● **Excerpted passage**:
I keep trying to like her. Really. She's a kind person, funny, intelligent, with what seems to be a good heart. Most people like her. My husband likes her. So I try. But she rubs me the wrong way almost every time I interact with her. So I typically keep my distance.
Like myself, she's a homeschooler and today after greeting one another and being asked how my day was going I mentioned taking my kids with me to the polls to show them what the voting process was all about. It opened the door for further discussion. This was my first mistake.
She made a comment that Scholastic holds a mock presidential vote online for kids and that they've has been doing something like this for a long time and that the kids' results have been in line with the actual election results all but two times in thirty-something years. Then she went on to say that the kids predicted Obama would win and added that this stood to reason as kids in public school are more exposed to mainstream, liberal thinking. She added that she hoped that it was wrong this time.
My sons are standing there listening. I am not a liberal. I am a conservative who voted for Obama because I believe he'll do a better job as president than McCain. My kids have been watching the whole election, they know their parents differed on this one this year. They've listened to the candidates' debates with us and made up their own minds. Trying to end the discussion I move away from her, joking over my shoulder that our kids got a pretty good dose of the differences between the parties this year as Gary and I voted for different people, even though neither of us claim affiliation with either of them (Though his leanings are pretty Republican). This was my second mistake.
She followed me wanting to know why I voted the way I did. I explained briefly.
"So you didn't vote for him because he's going to take our rights away and give more rights to the homosexuals and the Muslims and maybe that will cause an awakening among the Christians in our country?"
HO.LY. COW.
He's not going to take away our rights, I said, trying not to look too amused. I chose him because I think he's paying attention to the needs of the American people, specifically the middle and working classes.
Again I back up, this time turning to the shelves to buy the items on the aisle that I'd come for.
Then it starts. She begins to quiz me, implying that if I'd had all the facts that I wouldn't have voted for him. Did I know that he had terrorist ties? That the leader of Libya endorsed him? Did I know that he said that he'd let a viable baby die if it survived an abortion? That he plans to redistribute the wealth. She said when she heard him say that, she knew that voting for a McCain was a no-brainer and that he was the obviously right choice.
A. No. Brainer. Yes indeedy. She said it, I didn't.
I bit my tongue hard on that point, replying instead that we can't control who does and doesn't like us (McCain had white supremacists among his fans, for instance) and that what she'd heard him say was taken out of context. (I also said that I really struggled with the entire issue of his being Pro-Choice. I am strongly prolife, but I couldn't let that rule my entire decision). As for the redistribution of the wealth, that too was misunderstood and taken out of context. I encouraged her to do some homework, look up the entire speeches this information came from.
Then, shaking her head, she says, "You must feel pretty lonely here in Shell Knob, surrounded by a bunch of people who voted for McCain."

● **Stated goal**: Print the stretch of the election conversation passage from "She followed me" through "and working classes.", word for word.

● **Record excerpts**:
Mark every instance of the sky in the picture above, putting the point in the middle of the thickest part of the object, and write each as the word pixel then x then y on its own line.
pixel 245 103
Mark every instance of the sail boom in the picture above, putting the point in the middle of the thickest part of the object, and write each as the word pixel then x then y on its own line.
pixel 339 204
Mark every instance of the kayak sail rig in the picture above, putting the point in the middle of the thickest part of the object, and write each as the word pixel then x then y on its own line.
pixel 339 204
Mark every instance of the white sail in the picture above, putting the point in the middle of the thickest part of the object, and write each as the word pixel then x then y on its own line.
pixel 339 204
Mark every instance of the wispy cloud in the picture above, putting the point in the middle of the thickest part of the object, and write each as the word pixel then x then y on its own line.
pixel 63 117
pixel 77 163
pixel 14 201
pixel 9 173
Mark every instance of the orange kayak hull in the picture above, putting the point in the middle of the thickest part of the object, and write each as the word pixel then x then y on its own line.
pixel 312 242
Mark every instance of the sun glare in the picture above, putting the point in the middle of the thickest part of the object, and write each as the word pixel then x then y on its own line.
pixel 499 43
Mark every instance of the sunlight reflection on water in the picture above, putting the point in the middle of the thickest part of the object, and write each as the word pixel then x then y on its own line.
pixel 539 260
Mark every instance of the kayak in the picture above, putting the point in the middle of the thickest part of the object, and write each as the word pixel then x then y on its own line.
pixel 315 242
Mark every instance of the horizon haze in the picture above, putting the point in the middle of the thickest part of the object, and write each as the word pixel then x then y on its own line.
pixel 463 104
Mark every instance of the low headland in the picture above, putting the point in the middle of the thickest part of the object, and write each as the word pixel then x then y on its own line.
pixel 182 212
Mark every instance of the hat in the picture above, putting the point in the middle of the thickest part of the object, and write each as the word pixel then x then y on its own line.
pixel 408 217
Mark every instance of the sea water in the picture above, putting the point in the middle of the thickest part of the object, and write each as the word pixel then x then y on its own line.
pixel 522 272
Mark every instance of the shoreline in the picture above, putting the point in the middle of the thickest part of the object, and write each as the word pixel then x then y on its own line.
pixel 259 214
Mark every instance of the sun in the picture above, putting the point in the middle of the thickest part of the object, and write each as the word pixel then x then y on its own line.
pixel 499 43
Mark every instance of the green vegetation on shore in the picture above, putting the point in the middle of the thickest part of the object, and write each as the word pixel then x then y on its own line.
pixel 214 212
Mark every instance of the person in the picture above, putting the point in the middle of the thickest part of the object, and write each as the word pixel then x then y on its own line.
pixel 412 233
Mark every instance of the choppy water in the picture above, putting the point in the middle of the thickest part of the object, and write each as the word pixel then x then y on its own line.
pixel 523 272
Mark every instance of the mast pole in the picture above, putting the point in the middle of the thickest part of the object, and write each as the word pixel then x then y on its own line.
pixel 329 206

--

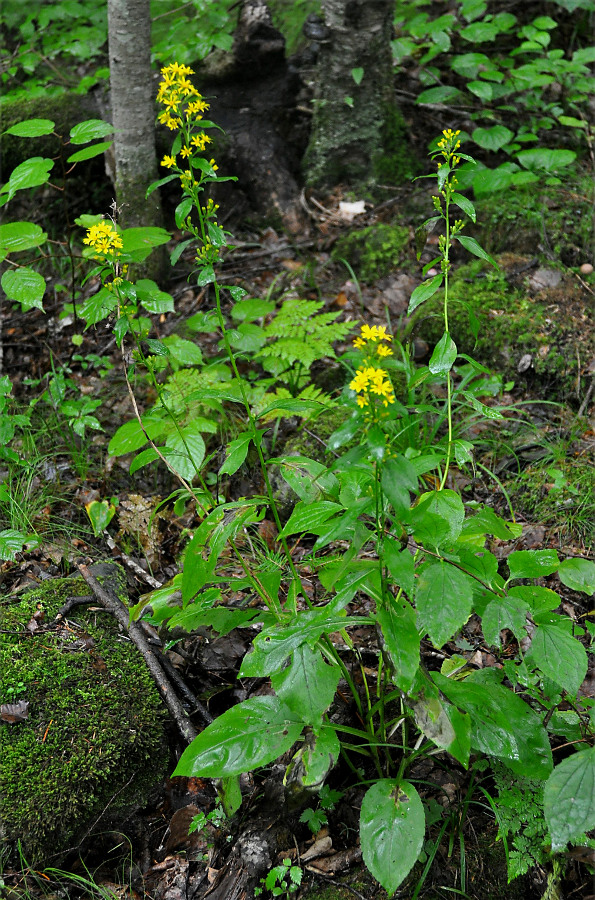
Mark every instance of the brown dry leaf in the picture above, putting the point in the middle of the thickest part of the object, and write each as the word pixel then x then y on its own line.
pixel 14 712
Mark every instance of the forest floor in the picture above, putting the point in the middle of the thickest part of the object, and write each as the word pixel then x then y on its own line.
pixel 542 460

● **Answer for this exercise**:
She followed me wanting to know why I voted the way I did. I explained briefly.
"So you didn't vote for him because he's going to take our rights away and give more rights to the homosexuals and the Muslims and maybe that will cause an awakening among the Christians in our country?"
HO.LY. COW.
He's not going to take away our rights, I said, trying not to look too amused. I chose him because I think he's paying attention to the needs of the American people, specifically the middle and working classes.